Whenever a line of the listing contains "tower", it counts; give the total number of such lines and nothing more.

• DATA FOR PROCESSING
· · · · · · ·

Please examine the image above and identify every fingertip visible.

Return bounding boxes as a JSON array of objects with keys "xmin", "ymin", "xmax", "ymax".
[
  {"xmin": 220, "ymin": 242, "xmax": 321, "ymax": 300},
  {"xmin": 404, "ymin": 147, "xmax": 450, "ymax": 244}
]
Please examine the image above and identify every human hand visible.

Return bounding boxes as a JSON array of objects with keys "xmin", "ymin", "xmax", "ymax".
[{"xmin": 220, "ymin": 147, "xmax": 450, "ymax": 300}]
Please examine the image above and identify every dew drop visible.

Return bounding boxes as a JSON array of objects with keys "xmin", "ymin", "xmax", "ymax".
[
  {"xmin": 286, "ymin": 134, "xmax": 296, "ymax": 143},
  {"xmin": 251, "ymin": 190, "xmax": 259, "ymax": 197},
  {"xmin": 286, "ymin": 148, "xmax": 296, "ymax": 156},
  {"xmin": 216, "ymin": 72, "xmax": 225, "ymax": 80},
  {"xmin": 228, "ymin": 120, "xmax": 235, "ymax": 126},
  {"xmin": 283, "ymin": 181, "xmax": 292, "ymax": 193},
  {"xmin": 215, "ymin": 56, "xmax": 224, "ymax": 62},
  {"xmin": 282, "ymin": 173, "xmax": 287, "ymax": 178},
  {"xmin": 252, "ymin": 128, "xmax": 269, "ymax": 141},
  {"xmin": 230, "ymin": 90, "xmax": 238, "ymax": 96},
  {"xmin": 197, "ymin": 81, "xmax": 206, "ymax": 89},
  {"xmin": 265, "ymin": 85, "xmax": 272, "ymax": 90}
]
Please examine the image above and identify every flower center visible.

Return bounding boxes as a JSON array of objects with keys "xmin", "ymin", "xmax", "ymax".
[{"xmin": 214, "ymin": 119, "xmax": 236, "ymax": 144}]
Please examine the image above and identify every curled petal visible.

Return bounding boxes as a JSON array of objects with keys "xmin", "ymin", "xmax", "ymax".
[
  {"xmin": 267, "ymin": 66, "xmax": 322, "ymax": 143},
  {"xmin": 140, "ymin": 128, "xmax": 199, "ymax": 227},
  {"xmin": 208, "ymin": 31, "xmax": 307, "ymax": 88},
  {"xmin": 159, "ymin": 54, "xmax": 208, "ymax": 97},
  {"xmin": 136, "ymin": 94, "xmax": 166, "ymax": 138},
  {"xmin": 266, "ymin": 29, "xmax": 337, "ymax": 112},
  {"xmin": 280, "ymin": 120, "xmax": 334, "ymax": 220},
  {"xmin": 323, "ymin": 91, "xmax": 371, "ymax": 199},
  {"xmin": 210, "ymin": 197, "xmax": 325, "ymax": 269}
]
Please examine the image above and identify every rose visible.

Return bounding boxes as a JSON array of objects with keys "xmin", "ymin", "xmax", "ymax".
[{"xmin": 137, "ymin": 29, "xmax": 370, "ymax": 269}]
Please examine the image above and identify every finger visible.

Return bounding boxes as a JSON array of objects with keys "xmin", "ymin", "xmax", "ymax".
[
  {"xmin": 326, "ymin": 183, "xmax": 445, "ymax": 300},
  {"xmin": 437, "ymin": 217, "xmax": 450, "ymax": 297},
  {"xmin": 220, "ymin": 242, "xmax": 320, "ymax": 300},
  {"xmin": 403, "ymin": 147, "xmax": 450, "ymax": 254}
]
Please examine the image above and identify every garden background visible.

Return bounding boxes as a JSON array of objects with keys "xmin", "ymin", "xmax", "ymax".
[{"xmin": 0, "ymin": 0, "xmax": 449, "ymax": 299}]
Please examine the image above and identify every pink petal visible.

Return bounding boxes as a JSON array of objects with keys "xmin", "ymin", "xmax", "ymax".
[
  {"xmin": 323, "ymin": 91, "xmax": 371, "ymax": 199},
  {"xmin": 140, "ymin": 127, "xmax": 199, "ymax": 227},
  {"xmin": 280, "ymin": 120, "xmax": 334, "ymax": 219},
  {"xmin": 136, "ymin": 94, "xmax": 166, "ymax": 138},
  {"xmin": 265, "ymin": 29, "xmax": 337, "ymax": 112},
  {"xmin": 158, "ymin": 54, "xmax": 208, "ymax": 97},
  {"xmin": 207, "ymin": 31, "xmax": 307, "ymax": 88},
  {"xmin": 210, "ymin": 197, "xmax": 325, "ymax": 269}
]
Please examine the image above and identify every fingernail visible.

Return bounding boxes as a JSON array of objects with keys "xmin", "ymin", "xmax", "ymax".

· · · · · · ·

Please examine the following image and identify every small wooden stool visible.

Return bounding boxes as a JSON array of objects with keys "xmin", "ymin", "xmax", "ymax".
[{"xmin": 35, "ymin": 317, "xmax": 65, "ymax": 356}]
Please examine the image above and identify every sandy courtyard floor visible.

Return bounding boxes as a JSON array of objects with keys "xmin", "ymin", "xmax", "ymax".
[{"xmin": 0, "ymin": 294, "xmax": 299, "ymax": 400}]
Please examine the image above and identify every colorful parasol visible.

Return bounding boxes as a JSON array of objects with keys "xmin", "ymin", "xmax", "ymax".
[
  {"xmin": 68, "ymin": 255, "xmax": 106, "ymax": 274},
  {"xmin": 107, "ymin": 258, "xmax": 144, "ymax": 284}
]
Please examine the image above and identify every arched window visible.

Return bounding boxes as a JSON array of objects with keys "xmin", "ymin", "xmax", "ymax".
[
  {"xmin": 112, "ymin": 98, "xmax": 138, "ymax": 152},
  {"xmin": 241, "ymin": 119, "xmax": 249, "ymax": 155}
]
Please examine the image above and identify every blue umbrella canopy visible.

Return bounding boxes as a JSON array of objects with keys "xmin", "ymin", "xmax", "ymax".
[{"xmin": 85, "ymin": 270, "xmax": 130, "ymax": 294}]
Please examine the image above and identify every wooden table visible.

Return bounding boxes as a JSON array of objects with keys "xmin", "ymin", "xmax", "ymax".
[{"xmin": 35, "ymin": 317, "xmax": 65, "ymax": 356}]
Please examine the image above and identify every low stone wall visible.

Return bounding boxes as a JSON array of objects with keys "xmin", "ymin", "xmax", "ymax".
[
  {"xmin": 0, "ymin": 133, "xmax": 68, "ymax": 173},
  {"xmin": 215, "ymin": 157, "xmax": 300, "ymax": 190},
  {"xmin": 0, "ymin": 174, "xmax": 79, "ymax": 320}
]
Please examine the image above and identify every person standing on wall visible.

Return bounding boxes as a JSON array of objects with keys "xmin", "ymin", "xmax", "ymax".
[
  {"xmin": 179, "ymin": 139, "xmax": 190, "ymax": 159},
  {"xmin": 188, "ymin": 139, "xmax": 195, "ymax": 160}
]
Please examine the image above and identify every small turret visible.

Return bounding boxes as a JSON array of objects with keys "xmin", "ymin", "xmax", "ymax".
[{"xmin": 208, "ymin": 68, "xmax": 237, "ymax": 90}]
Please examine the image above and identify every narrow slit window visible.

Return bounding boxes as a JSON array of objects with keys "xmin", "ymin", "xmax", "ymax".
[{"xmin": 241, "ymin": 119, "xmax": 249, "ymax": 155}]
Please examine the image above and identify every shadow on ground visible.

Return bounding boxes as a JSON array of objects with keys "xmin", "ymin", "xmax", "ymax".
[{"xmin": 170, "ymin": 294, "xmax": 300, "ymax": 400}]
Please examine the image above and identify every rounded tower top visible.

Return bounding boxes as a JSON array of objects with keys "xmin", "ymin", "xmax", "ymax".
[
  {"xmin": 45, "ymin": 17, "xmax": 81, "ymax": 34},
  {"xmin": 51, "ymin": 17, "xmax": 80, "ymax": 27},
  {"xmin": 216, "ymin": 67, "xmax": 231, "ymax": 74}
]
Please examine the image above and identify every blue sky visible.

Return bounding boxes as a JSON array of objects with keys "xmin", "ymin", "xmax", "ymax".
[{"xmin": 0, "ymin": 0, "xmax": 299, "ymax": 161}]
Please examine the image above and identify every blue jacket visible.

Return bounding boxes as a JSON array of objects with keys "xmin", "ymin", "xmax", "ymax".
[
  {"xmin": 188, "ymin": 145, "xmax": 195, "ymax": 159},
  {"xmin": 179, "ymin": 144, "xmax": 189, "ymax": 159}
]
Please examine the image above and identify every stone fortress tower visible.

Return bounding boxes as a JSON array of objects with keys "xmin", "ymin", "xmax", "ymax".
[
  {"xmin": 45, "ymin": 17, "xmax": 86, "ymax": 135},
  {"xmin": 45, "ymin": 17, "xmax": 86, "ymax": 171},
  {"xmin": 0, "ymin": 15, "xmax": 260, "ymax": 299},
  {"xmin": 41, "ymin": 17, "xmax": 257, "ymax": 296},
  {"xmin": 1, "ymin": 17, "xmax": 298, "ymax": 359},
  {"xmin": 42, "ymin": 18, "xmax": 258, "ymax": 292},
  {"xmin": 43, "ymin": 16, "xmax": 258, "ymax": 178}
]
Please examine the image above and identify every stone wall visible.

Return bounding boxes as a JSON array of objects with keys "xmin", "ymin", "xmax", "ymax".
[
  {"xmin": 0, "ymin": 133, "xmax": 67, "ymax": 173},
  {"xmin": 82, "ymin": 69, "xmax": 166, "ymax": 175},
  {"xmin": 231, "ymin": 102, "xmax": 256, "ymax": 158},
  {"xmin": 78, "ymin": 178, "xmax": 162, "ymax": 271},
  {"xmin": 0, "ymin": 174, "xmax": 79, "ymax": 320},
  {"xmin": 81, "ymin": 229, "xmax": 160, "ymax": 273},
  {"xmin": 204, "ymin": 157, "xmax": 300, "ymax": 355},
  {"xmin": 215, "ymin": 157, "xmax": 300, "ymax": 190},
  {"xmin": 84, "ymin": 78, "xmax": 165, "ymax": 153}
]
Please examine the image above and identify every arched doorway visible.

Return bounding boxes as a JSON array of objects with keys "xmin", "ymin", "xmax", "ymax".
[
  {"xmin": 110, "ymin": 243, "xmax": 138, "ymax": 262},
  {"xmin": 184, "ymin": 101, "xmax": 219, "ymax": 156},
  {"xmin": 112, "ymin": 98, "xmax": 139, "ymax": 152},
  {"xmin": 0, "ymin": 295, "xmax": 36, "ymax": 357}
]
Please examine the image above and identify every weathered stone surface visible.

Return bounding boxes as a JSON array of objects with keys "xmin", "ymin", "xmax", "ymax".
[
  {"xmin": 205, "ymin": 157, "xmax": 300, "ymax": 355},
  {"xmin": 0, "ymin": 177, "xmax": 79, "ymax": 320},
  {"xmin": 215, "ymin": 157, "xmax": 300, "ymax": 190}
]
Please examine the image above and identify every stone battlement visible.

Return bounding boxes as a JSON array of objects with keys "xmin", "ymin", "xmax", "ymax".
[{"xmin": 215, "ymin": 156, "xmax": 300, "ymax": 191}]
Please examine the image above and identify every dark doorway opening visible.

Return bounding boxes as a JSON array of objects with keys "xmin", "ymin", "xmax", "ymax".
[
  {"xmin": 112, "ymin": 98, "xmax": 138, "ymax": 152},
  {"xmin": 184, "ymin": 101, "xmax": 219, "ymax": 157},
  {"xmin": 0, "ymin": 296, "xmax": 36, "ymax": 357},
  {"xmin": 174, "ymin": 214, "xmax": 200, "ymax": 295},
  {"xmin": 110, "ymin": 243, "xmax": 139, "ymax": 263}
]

· · · · · · ·

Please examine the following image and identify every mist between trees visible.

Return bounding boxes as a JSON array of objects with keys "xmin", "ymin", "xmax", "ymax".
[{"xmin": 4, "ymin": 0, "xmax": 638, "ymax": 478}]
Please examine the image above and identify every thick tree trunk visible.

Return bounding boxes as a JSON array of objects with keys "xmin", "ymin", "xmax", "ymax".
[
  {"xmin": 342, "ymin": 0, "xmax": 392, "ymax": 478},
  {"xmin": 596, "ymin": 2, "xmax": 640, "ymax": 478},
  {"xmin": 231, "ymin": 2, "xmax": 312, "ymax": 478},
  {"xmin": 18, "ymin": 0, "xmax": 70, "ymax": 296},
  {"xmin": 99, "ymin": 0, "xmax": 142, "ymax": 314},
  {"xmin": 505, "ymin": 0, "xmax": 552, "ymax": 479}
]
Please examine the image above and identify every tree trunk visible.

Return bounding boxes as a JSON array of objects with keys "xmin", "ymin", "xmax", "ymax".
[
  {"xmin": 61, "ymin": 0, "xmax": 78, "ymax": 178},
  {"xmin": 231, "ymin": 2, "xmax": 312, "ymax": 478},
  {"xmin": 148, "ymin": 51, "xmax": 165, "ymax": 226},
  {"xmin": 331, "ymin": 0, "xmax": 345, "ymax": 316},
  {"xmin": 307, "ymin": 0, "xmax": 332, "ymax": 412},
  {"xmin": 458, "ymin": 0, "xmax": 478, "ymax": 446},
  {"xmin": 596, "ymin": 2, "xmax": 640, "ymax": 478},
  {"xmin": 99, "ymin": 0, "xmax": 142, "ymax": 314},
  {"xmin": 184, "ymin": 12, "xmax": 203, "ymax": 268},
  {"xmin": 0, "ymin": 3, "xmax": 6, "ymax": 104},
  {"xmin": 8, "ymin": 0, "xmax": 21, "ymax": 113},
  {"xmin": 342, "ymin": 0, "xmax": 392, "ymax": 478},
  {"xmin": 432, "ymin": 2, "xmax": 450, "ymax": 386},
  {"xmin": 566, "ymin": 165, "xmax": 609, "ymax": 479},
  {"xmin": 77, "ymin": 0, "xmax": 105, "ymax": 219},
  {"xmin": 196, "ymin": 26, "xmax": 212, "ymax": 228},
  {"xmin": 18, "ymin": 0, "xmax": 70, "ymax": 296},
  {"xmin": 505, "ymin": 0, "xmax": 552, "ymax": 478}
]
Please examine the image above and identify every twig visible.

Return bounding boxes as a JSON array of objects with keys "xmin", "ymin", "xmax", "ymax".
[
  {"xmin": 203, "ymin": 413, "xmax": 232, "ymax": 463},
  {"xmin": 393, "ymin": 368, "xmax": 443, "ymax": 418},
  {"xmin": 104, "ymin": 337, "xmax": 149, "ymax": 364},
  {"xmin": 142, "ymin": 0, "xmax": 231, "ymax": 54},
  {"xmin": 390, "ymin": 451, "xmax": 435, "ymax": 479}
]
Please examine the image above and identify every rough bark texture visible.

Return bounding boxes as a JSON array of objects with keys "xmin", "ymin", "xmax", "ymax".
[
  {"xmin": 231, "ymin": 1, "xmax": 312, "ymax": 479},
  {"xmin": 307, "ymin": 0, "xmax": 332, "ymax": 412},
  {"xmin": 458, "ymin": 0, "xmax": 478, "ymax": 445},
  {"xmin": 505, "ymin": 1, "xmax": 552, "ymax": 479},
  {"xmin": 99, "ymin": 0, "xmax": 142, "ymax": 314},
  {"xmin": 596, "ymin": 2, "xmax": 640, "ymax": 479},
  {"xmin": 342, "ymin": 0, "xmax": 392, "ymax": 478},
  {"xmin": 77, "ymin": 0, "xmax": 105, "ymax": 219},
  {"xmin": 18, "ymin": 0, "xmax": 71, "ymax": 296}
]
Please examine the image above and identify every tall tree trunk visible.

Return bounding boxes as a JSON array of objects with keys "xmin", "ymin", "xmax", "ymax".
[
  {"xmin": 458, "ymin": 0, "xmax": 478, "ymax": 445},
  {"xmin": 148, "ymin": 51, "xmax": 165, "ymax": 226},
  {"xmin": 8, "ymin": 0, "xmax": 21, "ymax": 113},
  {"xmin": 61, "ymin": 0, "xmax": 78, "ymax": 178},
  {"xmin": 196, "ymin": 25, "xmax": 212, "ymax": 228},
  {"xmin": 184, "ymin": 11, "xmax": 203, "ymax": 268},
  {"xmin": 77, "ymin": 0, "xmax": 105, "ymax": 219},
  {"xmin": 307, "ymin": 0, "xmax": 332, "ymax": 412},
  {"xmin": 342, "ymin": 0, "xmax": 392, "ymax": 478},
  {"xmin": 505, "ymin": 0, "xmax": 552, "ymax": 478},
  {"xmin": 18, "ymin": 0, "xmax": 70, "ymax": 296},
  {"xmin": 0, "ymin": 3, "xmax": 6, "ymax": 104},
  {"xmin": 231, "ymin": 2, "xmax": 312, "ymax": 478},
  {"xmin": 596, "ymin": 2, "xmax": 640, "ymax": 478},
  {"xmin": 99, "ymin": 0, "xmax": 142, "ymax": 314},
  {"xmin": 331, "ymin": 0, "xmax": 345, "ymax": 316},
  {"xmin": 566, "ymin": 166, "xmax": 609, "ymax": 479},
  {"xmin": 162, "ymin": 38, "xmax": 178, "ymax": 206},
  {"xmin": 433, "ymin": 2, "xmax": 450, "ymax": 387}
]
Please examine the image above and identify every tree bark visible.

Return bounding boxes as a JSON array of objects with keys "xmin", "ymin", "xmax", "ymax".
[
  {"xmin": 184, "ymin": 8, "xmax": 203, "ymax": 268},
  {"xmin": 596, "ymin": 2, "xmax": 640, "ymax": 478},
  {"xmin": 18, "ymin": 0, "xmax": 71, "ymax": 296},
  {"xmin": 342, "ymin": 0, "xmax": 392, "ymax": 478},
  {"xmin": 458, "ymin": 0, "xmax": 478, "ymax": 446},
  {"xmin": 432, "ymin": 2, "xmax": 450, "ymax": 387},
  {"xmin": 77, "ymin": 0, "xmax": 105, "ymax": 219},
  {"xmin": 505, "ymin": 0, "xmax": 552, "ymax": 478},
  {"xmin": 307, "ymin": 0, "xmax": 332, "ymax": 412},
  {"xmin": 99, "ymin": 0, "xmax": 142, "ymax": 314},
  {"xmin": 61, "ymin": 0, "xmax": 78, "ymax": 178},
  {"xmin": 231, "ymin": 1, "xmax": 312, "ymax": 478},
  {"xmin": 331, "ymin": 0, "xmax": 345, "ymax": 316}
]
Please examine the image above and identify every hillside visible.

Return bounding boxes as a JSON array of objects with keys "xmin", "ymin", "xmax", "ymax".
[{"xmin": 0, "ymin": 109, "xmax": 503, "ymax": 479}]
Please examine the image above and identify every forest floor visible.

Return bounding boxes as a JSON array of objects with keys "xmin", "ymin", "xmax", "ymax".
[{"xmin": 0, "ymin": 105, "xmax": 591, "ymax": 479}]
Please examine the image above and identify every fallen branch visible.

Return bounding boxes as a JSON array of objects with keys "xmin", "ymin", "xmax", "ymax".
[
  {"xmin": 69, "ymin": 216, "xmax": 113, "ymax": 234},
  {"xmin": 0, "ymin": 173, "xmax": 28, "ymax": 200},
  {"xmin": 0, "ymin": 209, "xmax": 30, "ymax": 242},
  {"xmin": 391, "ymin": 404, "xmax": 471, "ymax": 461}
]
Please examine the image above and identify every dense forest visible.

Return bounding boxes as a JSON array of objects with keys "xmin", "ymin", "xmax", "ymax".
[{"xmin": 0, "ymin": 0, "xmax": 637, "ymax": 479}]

· · · · · · ·

• ANSWER BOX
2